Excerpted records:
↓
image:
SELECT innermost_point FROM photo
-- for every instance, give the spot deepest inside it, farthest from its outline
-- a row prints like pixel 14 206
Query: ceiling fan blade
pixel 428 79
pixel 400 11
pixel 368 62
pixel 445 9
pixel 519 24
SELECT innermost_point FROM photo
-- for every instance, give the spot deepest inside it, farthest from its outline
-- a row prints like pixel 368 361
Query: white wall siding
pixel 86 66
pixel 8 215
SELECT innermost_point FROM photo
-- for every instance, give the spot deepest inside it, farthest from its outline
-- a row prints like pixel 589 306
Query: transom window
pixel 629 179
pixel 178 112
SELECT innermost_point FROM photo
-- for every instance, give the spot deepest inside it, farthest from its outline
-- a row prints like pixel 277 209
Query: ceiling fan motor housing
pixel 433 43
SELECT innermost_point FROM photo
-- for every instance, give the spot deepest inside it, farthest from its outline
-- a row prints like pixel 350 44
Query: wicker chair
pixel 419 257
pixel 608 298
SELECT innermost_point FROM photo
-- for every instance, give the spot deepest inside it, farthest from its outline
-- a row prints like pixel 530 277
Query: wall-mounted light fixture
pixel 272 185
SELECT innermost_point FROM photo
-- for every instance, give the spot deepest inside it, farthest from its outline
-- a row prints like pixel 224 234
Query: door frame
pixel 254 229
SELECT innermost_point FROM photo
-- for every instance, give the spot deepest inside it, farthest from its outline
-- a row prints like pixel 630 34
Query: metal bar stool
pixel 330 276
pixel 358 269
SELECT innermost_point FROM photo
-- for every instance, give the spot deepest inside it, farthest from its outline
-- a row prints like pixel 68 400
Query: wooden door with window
↑
What needs to be done:
Please reproduce all of the records exactly as they stand.

Response:
image:
SELECT innermost_point FROM photo
-- for every instance, give the spot deepest inside it, farthest from its outline
-- a row prints like pixel 14 206
Query: ceiling fan blade
pixel 428 79
pixel 400 11
pixel 368 62
pixel 445 9
pixel 519 24
SELECT innermost_point FROM photo
-- for every instance, give the spot deepest inside it, farthest from its outline
-- a row prints like pixel 368 361
Query: white wall siding
pixel 86 66
pixel 8 215
SELECT innermost_point FROM photo
-- for every instance, give the spot deepest inside it, farthest from its outline
-- a row prints like pixel 589 306
Query: transom window
pixel 629 179
pixel 178 112
SELECT innermost_point FROM photo
-- for every instance, give the spot deepest inside it, farthest from its outline
-- a row prints like pixel 277 209
Query: ceiling fan motor housing
pixel 433 43
SELECT innermost_point FROM photo
-- for every instance, give the spot deepest inside it, farthest from its outline
-- a row prints like pixel 350 44
Query: wicker chair
pixel 419 257
pixel 608 298
SELECT innermost_point FROM photo
-- for every instance, give the spot deepest inside it, farthest from its outline
-- a row prints like pixel 530 277
Query: wall-mounted light fixture
pixel 272 185
SELECT innermost_point FROM photo
-- for every instance, give the spot deepest inside it, farthest from its outline
-- a row prints like pixel 224 234
Query: door frame
pixel 254 229
SELECT innermost_point FROM photo
-- for every instance, give the spot deepest inside it, farthest from its outline
-- a row prints like pixel 630 34
Query: metal bar stool
pixel 330 276
pixel 358 269
SELECT innermost_point FROM photo
-- for every instance, give the spot deepest inside it, farthest from its outline
-- a row prints like pixel 68 400
Query: wooden door with window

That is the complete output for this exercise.